TSA-16 remont

Dyskusje na temat popularnych małych tokarek hobbystycznych.

Andrzej 40
Lider FORUM (min. 2000)
Lider FORUM (min. 2000)
Posty w temacie: 93
Posty: 2059
Rejestracja: 11 wrz 2008, 16:04
Lokalizacja: Poznań

#141

Post napisał: Andrzej 40 » 06 sie 2017, 17:03

CX MANIAK pisze:Z braku czasu nie podłączyłem jeszcze falownika który czeka na swoją kolej w szufladzie. Musze znaleźć mu jakieś sensowne miejsce, chyba najlepszym rozwiązaniem będzie skrzynka nad wrzeciennikiem. Oraz koniecznie muszę zamontować olejarkę do panewki wrzeciona. I tu pytanie. Jak mocno należy dociągać panewkę? Oraz ile oleju na nią podawać?
Czy w waszych maszynach przekładnie posuwu też tak strasznie hałasują?
Odnośnie mocowania falownika też tak uważam, a potencjometr i przełączniki mocowane w puszce do tej żółtej osłony gitary.

(Wyodrębnione wpisy danych)

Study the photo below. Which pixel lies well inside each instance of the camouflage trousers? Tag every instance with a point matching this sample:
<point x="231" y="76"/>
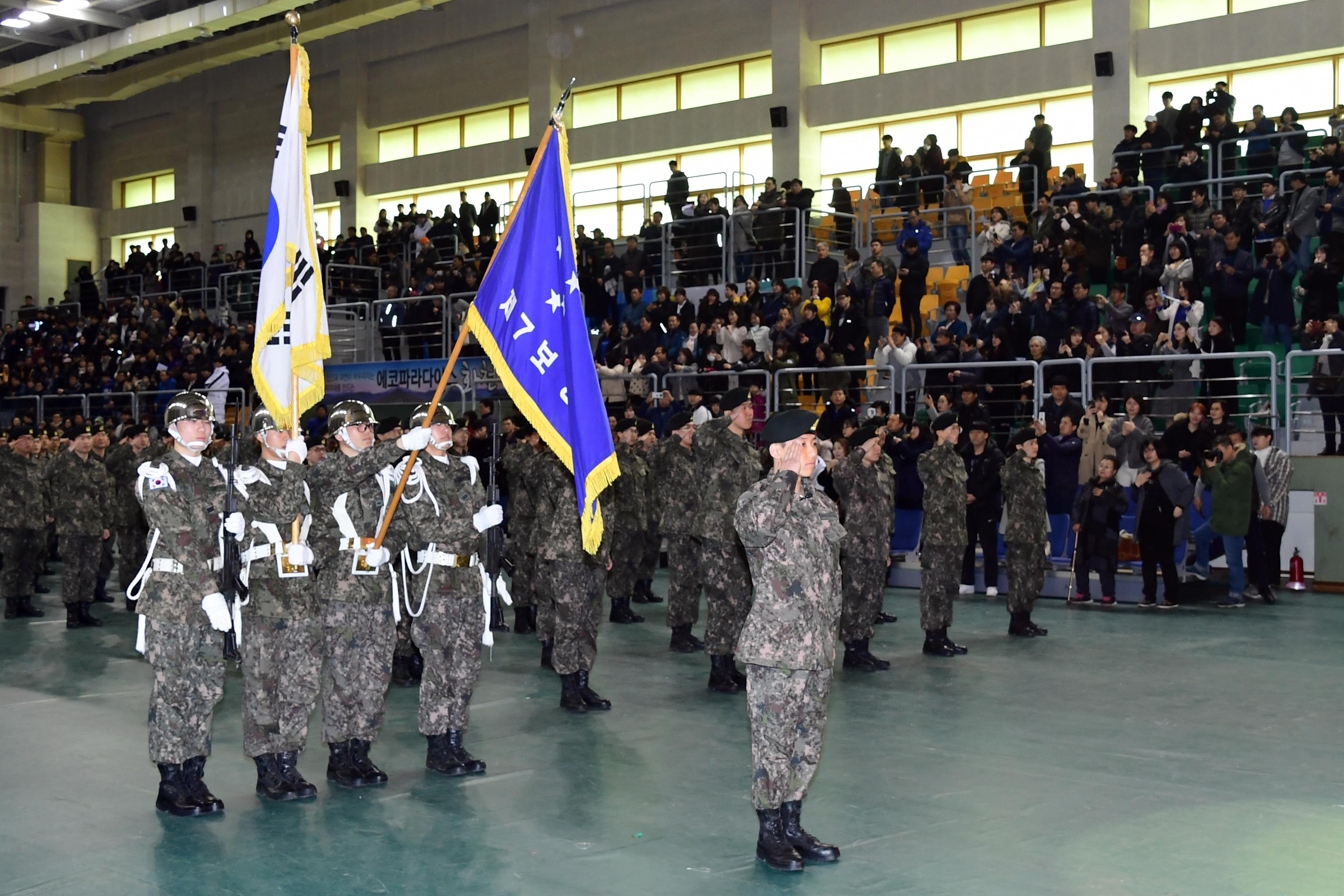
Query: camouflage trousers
<point x="1026" y="563"/>
<point x="683" y="581"/>
<point x="80" y="555"/>
<point x="728" y="593"/>
<point x="131" y="553"/>
<point x="19" y="549"/>
<point x="358" y="643"/>
<point x="189" y="664"/>
<point x="577" y="597"/>
<point x="283" y="664"/>
<point x="788" y="713"/>
<point x="448" y="632"/>
<point x="627" y="555"/>
<point x="863" y="580"/>
<point x="940" y="574"/>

ZADANIE
Gdzie według wpisu z forum o remoncie TSA-16 mają być mocowane potencjometr i przełączniki? Materiał stanowi osobną całość i nie należy do tekstu.

ROZWIĄZANIE
W puszce mocowanej do żółtej osłony gitary.